TEXT SHOWN:
◆ ◆ ◆ ◆ ◆ ◆ ◆

9 Top Entrepreneurs Share How They Pick Which Masterminds to Join
Mastermind groups provide advice, connections, and support that can transform your business. But new ones seem to pop up every week, often with hefty price tags. These business masterminds and advisors from The Oracles share how to discern whether a group is worth your time and investment—and how to maximize your ROI once you join.
1. Think of yourself as a gold miner.
Masterminds have been one of the biggest influences in my business and personal life. Don’t go into it worrying about whether you will get your money’s worth or thinking this will solve every obstacle you’re facing. Instead, think of yourself as a gold miner sifting through all the information. Look for just one golden nugget that can change your life or business.
I’ve found that when I leave with one or two golden nuggets—rather than a laundry list—I can implement what I’ve learned. I already know much of the information presented at my GeniusX meetings, but there’s always at least one new insight that makes the event, and the whole year, worthwhile. —Dean Graziosi, 16 years daily on TV and one of the most watched real estate and success trainers of our generation; follow Dean on Facebook, YouTube, or Instagram
2. Look for value beyond the events.

◆ ◆ ◆ ◆ ◆ ◆ ◆

RECORDS PROVIDED:
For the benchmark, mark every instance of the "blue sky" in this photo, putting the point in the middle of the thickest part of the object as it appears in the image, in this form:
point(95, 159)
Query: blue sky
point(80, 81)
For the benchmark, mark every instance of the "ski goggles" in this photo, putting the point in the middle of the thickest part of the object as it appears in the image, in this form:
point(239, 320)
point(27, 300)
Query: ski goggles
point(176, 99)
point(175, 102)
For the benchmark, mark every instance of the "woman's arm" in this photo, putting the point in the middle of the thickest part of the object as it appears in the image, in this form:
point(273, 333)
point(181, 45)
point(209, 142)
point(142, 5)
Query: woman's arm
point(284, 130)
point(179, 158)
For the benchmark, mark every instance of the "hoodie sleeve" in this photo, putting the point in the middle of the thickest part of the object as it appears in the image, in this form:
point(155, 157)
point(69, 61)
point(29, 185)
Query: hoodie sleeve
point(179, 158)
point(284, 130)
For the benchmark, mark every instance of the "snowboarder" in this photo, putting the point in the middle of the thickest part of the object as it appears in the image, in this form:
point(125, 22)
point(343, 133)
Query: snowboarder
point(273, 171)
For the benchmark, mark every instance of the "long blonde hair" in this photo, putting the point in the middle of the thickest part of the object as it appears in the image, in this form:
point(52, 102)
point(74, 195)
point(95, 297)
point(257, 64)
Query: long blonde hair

◆ ◆ ◆ ◆ ◆ ◆ ◆

TASKS TO COMPLETE:
(A) In the article on choosing masterminds, update the part that opens with the words containing "9 Top Entrepreneurs" and closes with "once you join.", replacing "hefty price tags" with "steep fees".
(B) In the article on choosing masterminds, what should you think of yourself as when going into a mastermind?
(C) Resume the article on choosing masterminds from where it stops.

RESULTS IN ORDER:
(A)
9 Top Entrepreneurs Share How They Pick Which Masterminds to Join
Mastermind groups provide advice, connections, and support that can transform your business. But new ones seem to pop up every week, often with steep fees. These business masterminds and advisors from The Oracles share how to discern whether a group is worth your time and investment—and how to maximize your ROI once you join.

(B) A gold miner sifting through all the information.

(C)
Consider the community, including faculty and alumni, as well as the curriculum, which ideally mimics real-life business situations. Avoid events that classify you into identical groups, which prevents you from mingling with those who have different perspectives.
Pay more attention to the value, not the price. You should receive value outside of the events themselves. For example, those who attend Survive and Thrive Today can seek help from the community for as long as they like. Avoid overly large conferences and those focused just on keynote presentations or showing off new products. The goal is to take your business to the next level and make it sustainable through new challenges. —Swatick Majumdar, co-founder of Survive and Thrive Today
3. Leave your agenda at the door.
Masterminds aren’t about learning. They’re about connecting deeply with others who share your values and goals. The right group is highly vetted and curated. That said, masterminds are not a place to network, so don’t be too “salesy.”
Everyone should be open minded and leave their egos at the door. Masterminds are most valuable when the group is there to help each other. So, come to help others with no other agenda. No ego and no expectations. Have an abundant, rather than scarcity, mindset. And be prepared to invest a lot of work and energy. —Scott Oldford, founder of The R.O.I. Method; helps entrepreneurs scale multi-million dollar businesses using frameworks discovered after growing his own multiple seven-figure businesses
4. Make a plan and set boundaries.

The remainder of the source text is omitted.